WHAT TO DO: Please transcribe exactly the lines from the first line of the records below through the line containing "hmm trying to figure out where the fern", including both, and omit all pictures.

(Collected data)

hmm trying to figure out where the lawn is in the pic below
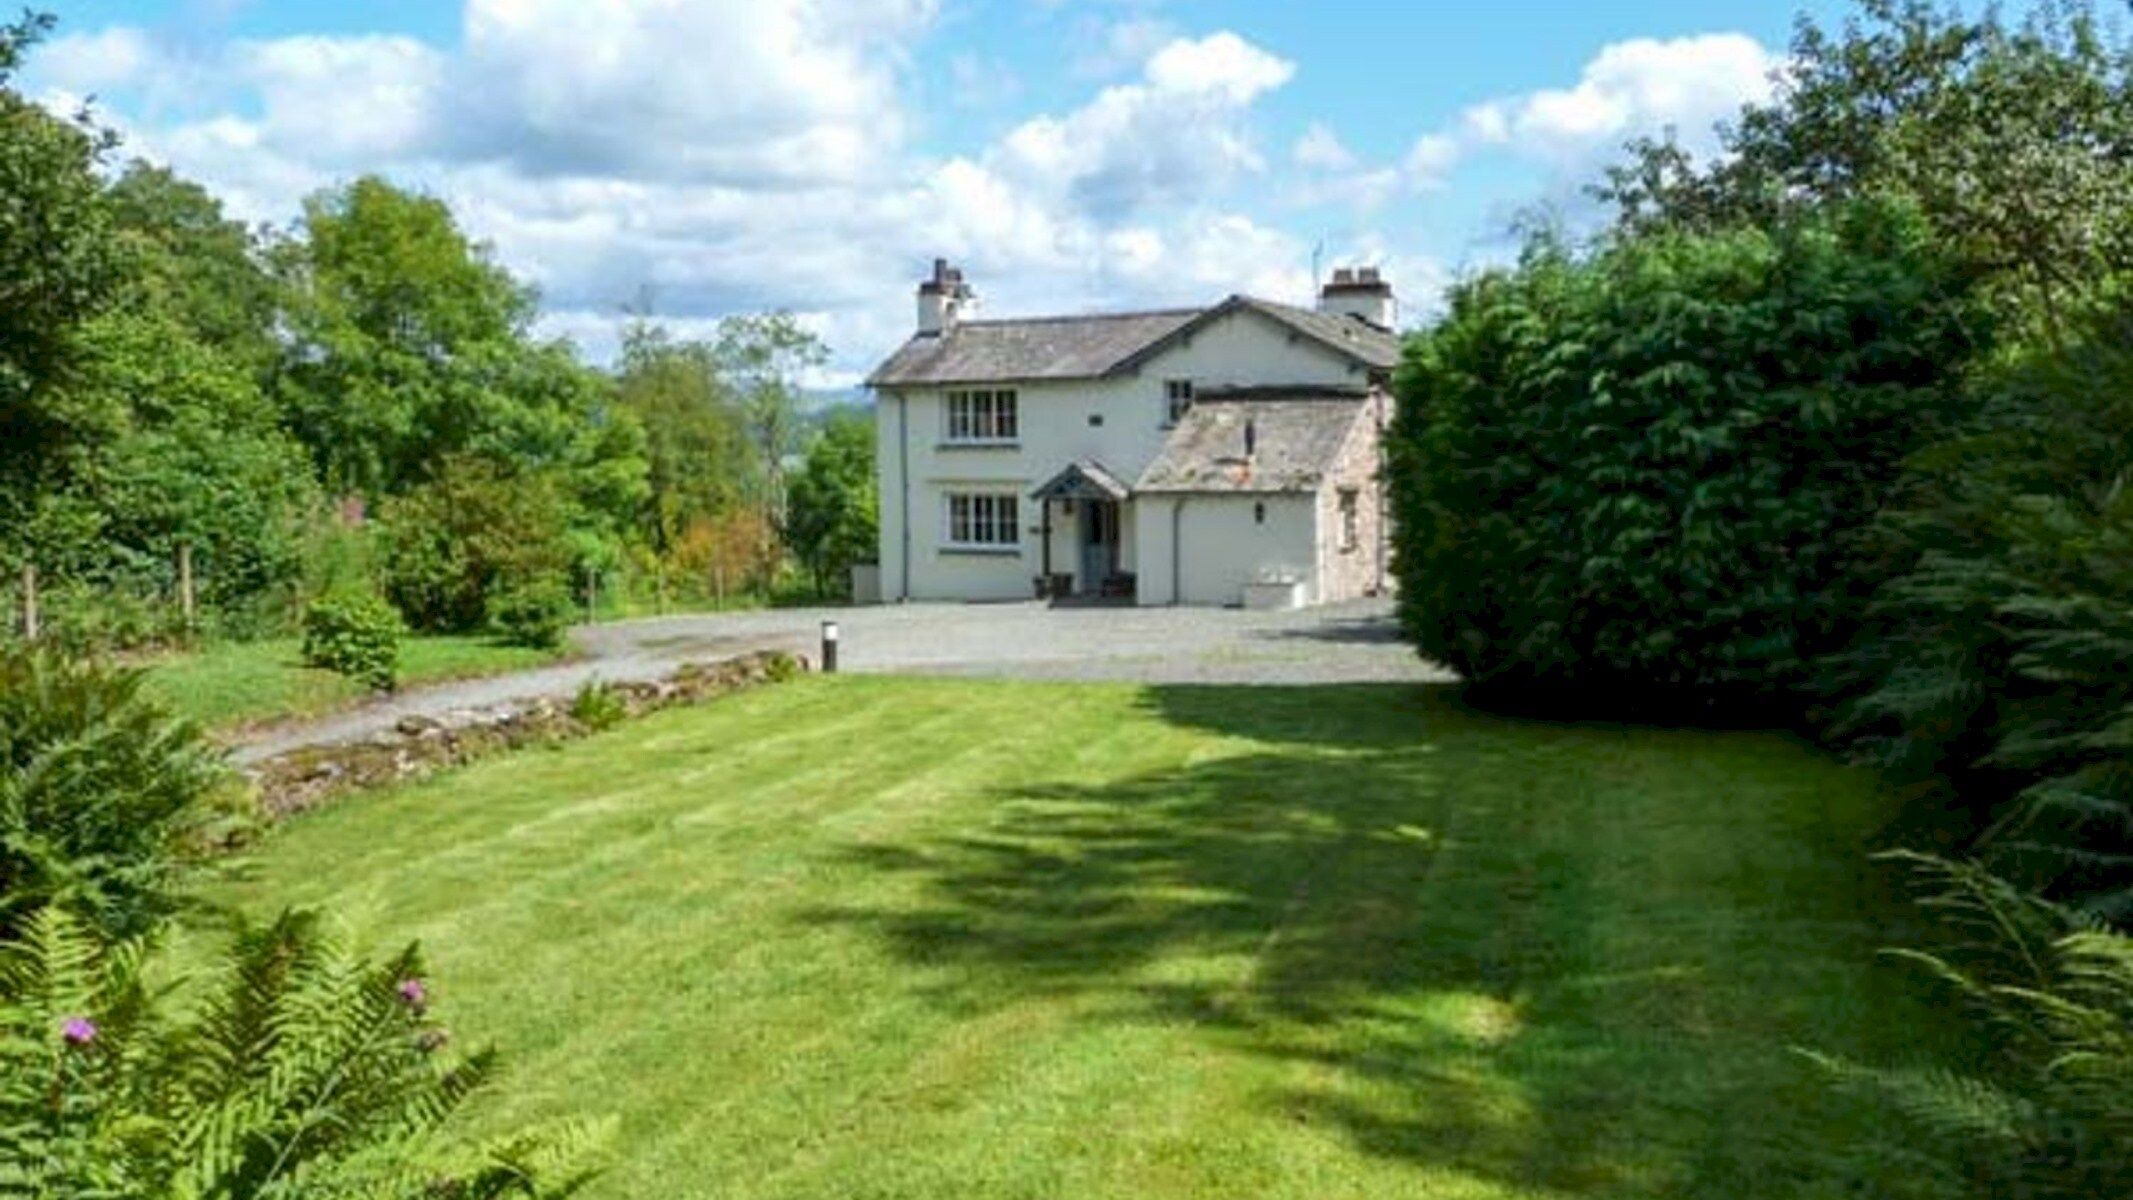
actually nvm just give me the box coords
[195,676,1962,1199]
[142,635,569,730]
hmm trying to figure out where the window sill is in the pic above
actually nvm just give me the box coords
[940,546,1022,557]
[937,441,1021,452]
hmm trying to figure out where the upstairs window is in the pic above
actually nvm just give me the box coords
[1164,379,1194,426]
[944,492,1020,549]
[946,389,1019,443]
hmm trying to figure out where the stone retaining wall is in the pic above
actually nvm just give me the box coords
[248,651,806,818]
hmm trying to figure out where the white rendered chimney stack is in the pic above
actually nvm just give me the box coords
[916,258,976,335]
[1317,265,1395,330]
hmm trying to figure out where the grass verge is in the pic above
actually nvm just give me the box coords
[143,635,569,731]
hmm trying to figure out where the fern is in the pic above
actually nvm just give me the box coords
[0,906,610,1198]
[0,647,227,941]
[1818,856,2133,1198]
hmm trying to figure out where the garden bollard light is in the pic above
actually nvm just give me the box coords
[821,620,839,674]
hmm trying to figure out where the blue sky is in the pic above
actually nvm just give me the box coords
[26,0,1849,380]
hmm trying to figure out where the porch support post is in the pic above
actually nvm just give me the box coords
[1040,500,1053,582]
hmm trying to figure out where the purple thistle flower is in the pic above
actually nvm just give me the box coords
[60,1017,97,1046]
[396,977,428,1008]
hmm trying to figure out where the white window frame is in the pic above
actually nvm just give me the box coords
[942,491,1021,551]
[1338,488,1361,553]
[944,389,1020,444]
[1163,379,1194,427]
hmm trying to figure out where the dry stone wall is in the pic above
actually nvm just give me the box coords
[248,651,806,818]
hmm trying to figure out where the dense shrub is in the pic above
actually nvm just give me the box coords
[489,573,577,650]
[0,647,223,939]
[1815,855,2133,1198]
[0,905,609,1198]
[379,456,574,634]
[1833,303,2133,916]
[1387,201,1987,708]
[301,589,402,691]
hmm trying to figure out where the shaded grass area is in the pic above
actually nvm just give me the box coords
[142,635,569,731]
[194,677,1969,1198]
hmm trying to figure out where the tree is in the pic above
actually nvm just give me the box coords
[274,176,540,495]
[785,410,877,598]
[104,161,279,371]
[1596,0,2133,343]
[613,320,753,555]
[713,312,828,554]
[0,12,127,565]
[376,456,574,635]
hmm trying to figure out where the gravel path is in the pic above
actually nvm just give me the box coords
[230,598,1452,763]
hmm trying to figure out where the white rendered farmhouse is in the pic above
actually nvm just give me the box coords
[869,260,1399,608]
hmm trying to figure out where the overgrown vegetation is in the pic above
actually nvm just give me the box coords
[1387,1,2133,1190]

TASK RESPONSE:
hmm trying to figure out where the lawn is in the pic below
actually nvm just give me the box coords
[195,676,1962,1199]
[142,635,569,730]
hmm trying to figure out where the window sill is in the pic above
actually nvm just give me the box coords
[940,546,1022,557]
[937,441,1021,452]
hmm trying to figure out where the upstairs window is in the pic above
actually nvm just give me the box coords
[1164,379,1194,426]
[944,492,1020,549]
[946,389,1019,443]
hmm trying to figure out where the stone retaining wall is in the pic above
actually nvm just give me the box coords
[248,651,806,818]
hmm trying to figure out where the white rendered chimney stack is in the pic above
actually nvm just give me the box coords
[916,258,976,335]
[1317,265,1395,330]
hmm trying to figure out where the grass verge is in the pic above
actually nvm just give me the box coords
[143,635,569,731]
hmm trying to figure out where the fern is in the pic above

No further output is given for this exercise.